EXERCISE PROMPT => Give back the full data character for character.

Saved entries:
---

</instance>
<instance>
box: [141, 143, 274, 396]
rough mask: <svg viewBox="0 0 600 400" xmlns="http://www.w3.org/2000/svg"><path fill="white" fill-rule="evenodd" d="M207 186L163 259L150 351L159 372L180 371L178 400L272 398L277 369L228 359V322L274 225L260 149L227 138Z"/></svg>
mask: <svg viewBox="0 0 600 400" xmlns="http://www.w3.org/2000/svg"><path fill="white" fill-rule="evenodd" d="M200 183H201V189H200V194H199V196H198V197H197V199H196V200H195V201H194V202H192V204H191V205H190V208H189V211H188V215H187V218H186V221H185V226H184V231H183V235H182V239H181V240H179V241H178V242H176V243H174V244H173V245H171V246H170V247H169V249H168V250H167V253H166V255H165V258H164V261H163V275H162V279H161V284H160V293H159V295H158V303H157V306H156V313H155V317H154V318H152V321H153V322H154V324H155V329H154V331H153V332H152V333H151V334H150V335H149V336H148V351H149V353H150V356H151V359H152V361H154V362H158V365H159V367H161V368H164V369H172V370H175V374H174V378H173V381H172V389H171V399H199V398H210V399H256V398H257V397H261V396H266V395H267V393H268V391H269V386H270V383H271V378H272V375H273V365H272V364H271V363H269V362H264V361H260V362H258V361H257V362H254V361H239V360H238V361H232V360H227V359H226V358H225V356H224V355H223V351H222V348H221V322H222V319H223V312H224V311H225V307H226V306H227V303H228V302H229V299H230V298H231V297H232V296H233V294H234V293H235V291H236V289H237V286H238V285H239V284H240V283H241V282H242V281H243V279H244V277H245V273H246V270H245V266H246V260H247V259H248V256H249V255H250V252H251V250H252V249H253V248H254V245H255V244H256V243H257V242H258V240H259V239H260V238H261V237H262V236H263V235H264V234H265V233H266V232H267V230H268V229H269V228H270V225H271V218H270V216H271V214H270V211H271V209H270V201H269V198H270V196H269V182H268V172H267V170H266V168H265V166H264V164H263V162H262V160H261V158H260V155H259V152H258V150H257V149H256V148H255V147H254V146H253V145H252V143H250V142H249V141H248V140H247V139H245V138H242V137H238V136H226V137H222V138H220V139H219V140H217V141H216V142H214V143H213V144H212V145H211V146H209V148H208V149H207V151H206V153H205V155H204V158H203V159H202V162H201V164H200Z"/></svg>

---

PROBLEM SOLUTION =>
</instance>
<instance>
box: [141, 143, 274, 396]
rough mask: <svg viewBox="0 0 600 400" xmlns="http://www.w3.org/2000/svg"><path fill="white" fill-rule="evenodd" d="M207 186L163 259L150 351L159 372L180 371L178 400L272 398L277 369L228 359V322L274 225L260 149L227 138Z"/></svg>
mask: <svg viewBox="0 0 600 400" xmlns="http://www.w3.org/2000/svg"><path fill="white" fill-rule="evenodd" d="M200 183H201V189H200V194H199V196H198V197H197V199H196V200H195V201H194V202H192V204H191V205H190V208H189V211H188V215H187V218H186V221H185V226H184V231H183V235H182V239H181V240H179V241H178V242H176V243H174V244H173V245H171V246H170V247H169V249H168V250H167V253H166V255H165V258H164V261H163V275H162V279H161V284H160V293H159V295H158V303H157V306H156V313H155V317H154V318H152V321H153V322H154V324H155V329H154V331H153V332H152V333H151V334H150V335H149V336H148V351H149V353H150V356H151V359H152V361H154V362H158V365H159V367H161V368H164V369H172V370H175V374H174V378H173V381H172V389H171V399H199V398H210V399H256V398H257V397H261V396H266V395H267V393H268V391H269V386H270V383H271V378H272V375H273V365H272V364H271V363H269V362H264V361H260V362H258V361H257V362H254V361H239V360H238V361H232V360H227V359H226V358H225V356H224V355H223V351H222V348H221V322H222V319H223V312H224V311H225V307H226V306H227V303H228V302H229V299H230V298H231V297H232V296H233V294H234V293H235V291H236V289H237V286H238V285H239V284H240V283H241V282H242V281H243V279H244V277H245V273H246V270H245V266H246V260H247V259H248V256H249V255H250V252H251V250H252V249H253V248H254V245H255V244H256V243H257V242H258V240H259V239H260V238H261V237H262V236H263V235H264V234H265V233H266V232H267V230H268V229H269V228H270V225H271V218H270V216H271V214H270V211H271V209H270V201H269V198H270V196H269V182H268V172H267V170H266V168H265V166H264V164H263V162H262V160H261V158H260V155H259V152H258V150H257V149H256V148H255V147H254V146H253V145H252V143H250V142H249V141H248V140H247V139H245V138H242V137H238V136H226V137H222V138H220V139H219V140H217V141H216V142H214V143H213V144H212V145H211V146H209V148H208V149H207V151H206V153H205V155H204V158H203V159H202V162H201V164H200Z"/></svg>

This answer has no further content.